■ INPUT ROWS:

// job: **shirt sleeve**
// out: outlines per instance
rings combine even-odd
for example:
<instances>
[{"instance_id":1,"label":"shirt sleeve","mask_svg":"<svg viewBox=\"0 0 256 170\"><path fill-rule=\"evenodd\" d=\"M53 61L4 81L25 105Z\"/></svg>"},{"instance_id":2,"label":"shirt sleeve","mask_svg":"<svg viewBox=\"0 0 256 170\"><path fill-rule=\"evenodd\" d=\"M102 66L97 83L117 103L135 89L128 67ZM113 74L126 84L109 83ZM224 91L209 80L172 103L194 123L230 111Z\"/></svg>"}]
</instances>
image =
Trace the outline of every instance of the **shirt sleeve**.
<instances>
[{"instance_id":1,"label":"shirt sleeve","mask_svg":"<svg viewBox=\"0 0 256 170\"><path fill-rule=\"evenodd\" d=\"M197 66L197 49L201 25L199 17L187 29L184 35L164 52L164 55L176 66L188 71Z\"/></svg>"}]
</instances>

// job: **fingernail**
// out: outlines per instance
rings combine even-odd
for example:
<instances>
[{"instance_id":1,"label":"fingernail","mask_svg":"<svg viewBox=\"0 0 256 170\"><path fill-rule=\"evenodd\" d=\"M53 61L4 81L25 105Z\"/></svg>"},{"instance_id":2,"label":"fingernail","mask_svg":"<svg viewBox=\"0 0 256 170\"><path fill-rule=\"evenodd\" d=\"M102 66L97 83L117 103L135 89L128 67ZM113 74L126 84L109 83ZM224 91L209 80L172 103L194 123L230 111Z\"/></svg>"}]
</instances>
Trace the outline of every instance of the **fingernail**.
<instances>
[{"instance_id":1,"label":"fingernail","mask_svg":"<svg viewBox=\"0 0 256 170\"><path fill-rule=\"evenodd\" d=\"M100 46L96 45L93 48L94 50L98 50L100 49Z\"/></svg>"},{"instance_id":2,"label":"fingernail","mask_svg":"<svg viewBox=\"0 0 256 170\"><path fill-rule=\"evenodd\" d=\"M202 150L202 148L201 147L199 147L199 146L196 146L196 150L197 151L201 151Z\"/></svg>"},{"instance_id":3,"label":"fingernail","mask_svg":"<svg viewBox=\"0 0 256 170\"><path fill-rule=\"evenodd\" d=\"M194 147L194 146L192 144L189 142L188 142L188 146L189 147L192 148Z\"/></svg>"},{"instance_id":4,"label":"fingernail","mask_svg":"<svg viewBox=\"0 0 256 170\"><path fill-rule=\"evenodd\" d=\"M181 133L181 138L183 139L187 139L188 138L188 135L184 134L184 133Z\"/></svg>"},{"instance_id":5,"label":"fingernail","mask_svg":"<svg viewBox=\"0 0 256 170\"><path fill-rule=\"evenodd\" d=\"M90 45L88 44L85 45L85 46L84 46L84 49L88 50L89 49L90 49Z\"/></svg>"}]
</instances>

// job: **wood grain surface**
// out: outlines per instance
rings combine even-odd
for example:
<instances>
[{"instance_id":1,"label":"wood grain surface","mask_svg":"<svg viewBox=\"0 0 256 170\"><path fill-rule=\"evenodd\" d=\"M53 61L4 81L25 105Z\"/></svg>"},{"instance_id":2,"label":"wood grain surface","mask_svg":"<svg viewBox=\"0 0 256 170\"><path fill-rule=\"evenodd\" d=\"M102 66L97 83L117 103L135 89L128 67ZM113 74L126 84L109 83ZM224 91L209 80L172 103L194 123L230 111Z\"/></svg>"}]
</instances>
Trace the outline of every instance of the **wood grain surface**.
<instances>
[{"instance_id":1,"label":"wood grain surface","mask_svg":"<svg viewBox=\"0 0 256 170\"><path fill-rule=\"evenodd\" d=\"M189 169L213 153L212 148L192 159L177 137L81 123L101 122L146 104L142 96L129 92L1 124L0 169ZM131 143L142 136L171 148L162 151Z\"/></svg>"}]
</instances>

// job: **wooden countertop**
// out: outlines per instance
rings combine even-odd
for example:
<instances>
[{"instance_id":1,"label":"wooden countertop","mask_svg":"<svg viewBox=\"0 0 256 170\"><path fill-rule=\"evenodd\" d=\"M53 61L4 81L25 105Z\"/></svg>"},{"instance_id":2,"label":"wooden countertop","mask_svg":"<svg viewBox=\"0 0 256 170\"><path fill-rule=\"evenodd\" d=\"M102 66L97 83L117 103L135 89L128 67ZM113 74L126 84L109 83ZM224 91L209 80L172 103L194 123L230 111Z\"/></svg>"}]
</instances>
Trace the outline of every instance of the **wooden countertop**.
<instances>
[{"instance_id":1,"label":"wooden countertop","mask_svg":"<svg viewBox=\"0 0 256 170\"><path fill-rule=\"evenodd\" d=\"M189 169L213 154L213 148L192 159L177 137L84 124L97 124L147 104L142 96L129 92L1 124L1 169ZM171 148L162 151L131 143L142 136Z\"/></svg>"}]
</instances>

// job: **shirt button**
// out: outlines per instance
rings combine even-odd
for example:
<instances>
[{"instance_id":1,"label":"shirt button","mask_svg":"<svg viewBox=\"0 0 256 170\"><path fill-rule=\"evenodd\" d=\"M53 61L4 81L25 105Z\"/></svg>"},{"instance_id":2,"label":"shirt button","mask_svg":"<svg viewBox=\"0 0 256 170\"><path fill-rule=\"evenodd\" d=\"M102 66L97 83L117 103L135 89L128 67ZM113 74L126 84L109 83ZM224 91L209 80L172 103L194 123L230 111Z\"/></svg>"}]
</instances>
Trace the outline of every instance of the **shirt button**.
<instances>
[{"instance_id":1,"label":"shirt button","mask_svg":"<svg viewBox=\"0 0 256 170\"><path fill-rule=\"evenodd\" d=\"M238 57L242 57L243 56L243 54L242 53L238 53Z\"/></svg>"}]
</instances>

■ TASK BRIEF:
Output exactly the lines above, from the one holding "job: **shirt button**" through the end of the data, including the first and last.

■ THE COMPLETED TASK:
// job: **shirt button**
// out: outlines per instance
rings combine even-odd
for example:
<instances>
[{"instance_id":1,"label":"shirt button","mask_svg":"<svg viewBox=\"0 0 256 170\"><path fill-rule=\"evenodd\" d=\"M53 61L4 81L25 105Z\"/></svg>"},{"instance_id":2,"label":"shirt button","mask_svg":"<svg viewBox=\"0 0 256 170\"><path fill-rule=\"evenodd\" d=\"M102 66L97 83L117 103L135 89L128 67ZM113 74L126 84L109 83ZM224 91L209 80L172 103L194 123L230 111Z\"/></svg>"}]
</instances>
Trace the outline of every instance of the **shirt button**.
<instances>
[{"instance_id":1,"label":"shirt button","mask_svg":"<svg viewBox=\"0 0 256 170\"><path fill-rule=\"evenodd\" d=\"M238 57L242 57L243 56L243 54L242 53L238 53Z\"/></svg>"}]
</instances>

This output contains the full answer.